BEGIN Supplied data
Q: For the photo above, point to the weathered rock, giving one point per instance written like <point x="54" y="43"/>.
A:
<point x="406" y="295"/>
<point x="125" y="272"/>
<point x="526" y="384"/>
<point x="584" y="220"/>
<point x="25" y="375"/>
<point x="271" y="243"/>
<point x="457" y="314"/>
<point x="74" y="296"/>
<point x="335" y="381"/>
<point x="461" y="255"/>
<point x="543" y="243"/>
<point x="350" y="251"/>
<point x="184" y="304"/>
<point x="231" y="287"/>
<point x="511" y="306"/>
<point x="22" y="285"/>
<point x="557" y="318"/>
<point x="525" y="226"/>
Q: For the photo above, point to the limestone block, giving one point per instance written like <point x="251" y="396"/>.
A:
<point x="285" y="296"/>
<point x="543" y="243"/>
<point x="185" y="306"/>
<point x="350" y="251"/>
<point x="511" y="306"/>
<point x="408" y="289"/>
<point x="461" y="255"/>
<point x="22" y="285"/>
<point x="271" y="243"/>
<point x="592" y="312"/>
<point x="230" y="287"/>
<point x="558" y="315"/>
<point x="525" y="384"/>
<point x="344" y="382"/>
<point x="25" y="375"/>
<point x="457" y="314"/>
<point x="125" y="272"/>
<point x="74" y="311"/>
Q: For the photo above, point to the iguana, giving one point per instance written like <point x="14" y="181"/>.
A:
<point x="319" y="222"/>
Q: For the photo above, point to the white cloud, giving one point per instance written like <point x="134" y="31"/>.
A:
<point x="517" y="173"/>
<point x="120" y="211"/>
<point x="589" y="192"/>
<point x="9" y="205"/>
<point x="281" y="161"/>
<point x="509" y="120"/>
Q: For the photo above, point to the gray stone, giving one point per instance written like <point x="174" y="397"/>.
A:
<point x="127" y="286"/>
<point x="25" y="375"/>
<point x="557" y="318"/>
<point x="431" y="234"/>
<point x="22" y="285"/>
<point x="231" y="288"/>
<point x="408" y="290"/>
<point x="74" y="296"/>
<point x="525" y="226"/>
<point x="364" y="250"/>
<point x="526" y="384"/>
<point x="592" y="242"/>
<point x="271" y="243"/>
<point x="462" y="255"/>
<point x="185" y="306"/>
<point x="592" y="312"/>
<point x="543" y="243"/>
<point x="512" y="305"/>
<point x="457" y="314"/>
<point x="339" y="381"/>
END Supplied data
● What is expected
Please add 44 to every coordinate in the answers and write out everything from the line containing "Q: For the photo above, point to the gray" down to the end of the material, both ends included. Keep every other part of those lines unchanged.

● Final answer
Q: For the photo above, point to the gray stone, giving one point per instance written like <point x="174" y="397"/>.
A:
<point x="171" y="330"/>
<point x="69" y="419"/>
<point x="601" y="362"/>
<point x="475" y="278"/>
<point x="66" y="329"/>
<point x="275" y="332"/>
<point x="452" y="334"/>
<point x="118" y="340"/>
<point x="569" y="270"/>
<point x="408" y="294"/>
<point x="570" y="428"/>
<point x="636" y="286"/>
<point x="315" y="287"/>
<point x="506" y="299"/>
<point x="229" y="350"/>
<point x="636" y="356"/>
<point x="587" y="287"/>
<point x="556" y="349"/>
<point x="501" y="358"/>
<point x="383" y="425"/>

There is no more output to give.